§ Texto de origen

Antes de llegar a ser un gran director técnico, José Pékerman trabajó como taxista. ¿Cómo era este hombre en un oficio tan ajeno a su verdadera pasión?
El Renault 12 se lo prestó Tito, su hermano mayor. José lo pinta de negro y amarillo y empieza a manejar el taxi por las calles de Buenos Aires. Ocho horas por día. Estamos en 1978. José tiene apenas 28 años. La rodilla maldita, la misma que se lastimó cuando tenía 18, precipitó la despedida del Independiente Medellín. Peor aún, lo obligó a irse del fútbol. Una rotura de ligamentos que hoy podría curarse, pero no hace 40 años, cuando buscaba recuperarla atándose garrafas de gas de 10 kilos que repartía su padre. Ahora no hay tiempo para deprimirse. José ya es padre (Vanessa había nacido en 1975 en Colombia, más tarde llegaría Ivana), y el sueldo de Matilde, docente en una escuela primaria de Pablo Podestá, no alcanza. José sale todos los días bien temprano desde Martín Coronado, periferia oeste. Recorre 35 kilómetros y entra a esa jungla de cemento que es el centro de Buenos Aires. Los mediodías, José aparca el taxi y almuerza la vianda que le prepara Matilde. No se detiene en los habituales bares o gasolineras donde paran los taxistas para hablar de mujeres o de fútbol. José prefiere ver fútbol. Frena donde ve pibes jugando un “picado” (partido informal). El taxi es un accidente. Y José Pékerman, se sabe, fue, es y será un hombre de fútbol.
“Fueron cuatro años en el taxi; yo venía con el dolor muy fresco de un retiro prematuro. Los sueños pasaban en esos tiempos por mi familia y por superar los momentos difíciles. Imaginaba que podía retornar al fútbol, pero necesitaba un poco de tiempo para elaborar el duelo”, dijo el propio Pékerman en una de las pocas entrevistas que concedió. José, me cuenta en Buenos Aires un amigo que lo conoce desde hace más de cincuenta años, jamás se quejó por haber tenido que manejar el taxi. Simplemente, consideró que su deber como padre de familia era llevar dinero al hogar. A veces, sin embargo, observa con desconfianza cuando algún medio alude hoy a su viejo oficio. “Nunca sabés si eso es un elogio o una crítica velada”, le escuchó decir alguna vez un amigo. Otro amigo, que también pide anonimato (Pékerman y los suyos cultivan el bajo perfil desde siempre), me dice que José manejó el taxi “para ‘hacer el mango’ (ganar dinero), porque siempre fue un laburador”. Por eso, además del taxi, y de estudios en Educación Física y Kinesiología, José atendió en Villa del Parque, un barrio porteño de clase media, un comercio de venta de cierres a cremallera para DePe, la fábrica más antigua del país. “Y nadie sabe que unos años antes —me confía el amigo— José llegó a comprar tela y armó un local en Martín Coronado para vender camisas y jeans”. La oferta del Independiente Medellín, en 1975, derrumbó el proyecto del Pékerman pequeño empresario textil.

§ Consignas de trabajo
a - Reproduzca el fragmento del texto sobre José Pékerman que va desde "Antes de llegar" hasta "su verdadera pasión?", ambos incluidos.
b - Localice en los registros todas las líneas que contengan la palabra "person" y cópielas, distinguiendo entre mayúsculas y minúsculas.

§ Datos proporcionados
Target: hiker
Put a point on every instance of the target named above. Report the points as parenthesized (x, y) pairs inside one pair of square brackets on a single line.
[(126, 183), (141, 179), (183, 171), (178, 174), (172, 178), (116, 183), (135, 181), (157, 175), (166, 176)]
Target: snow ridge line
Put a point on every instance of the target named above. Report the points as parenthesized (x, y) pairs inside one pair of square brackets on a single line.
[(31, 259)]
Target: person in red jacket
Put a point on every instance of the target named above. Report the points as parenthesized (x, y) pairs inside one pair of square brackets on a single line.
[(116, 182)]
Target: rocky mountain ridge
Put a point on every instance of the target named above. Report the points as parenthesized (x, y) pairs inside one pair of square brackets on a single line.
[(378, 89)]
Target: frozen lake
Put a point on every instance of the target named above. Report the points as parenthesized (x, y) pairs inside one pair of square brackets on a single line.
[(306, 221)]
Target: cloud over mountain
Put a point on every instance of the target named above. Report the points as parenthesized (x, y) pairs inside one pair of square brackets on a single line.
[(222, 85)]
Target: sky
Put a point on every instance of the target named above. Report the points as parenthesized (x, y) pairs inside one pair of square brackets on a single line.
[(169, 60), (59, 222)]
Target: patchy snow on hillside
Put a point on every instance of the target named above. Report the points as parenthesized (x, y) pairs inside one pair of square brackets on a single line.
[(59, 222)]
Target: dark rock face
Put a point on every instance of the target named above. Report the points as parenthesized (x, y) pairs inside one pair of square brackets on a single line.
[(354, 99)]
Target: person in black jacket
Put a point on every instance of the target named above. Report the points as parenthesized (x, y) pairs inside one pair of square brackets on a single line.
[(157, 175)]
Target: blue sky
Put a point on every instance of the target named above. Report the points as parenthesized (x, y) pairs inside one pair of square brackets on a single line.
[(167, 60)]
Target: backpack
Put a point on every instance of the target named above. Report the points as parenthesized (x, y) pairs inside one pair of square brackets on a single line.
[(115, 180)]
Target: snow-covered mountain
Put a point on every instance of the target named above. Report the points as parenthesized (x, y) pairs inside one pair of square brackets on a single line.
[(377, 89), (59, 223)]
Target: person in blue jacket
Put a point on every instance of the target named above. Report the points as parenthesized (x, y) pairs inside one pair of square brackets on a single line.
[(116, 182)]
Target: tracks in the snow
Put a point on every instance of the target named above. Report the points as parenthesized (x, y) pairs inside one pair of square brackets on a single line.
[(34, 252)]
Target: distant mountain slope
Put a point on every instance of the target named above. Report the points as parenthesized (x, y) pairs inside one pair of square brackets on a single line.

§ Respuestas del ejercicio
a -
Antes de llegar a ser un gran director técnico, José Pékerman trabajó como taxista. ¿Cómo era este hombre en un oficio tan ajeno a su verdadera pasión?

b -
Target: person in red jacket
Target: person in black jacket
Target: person in blue jacket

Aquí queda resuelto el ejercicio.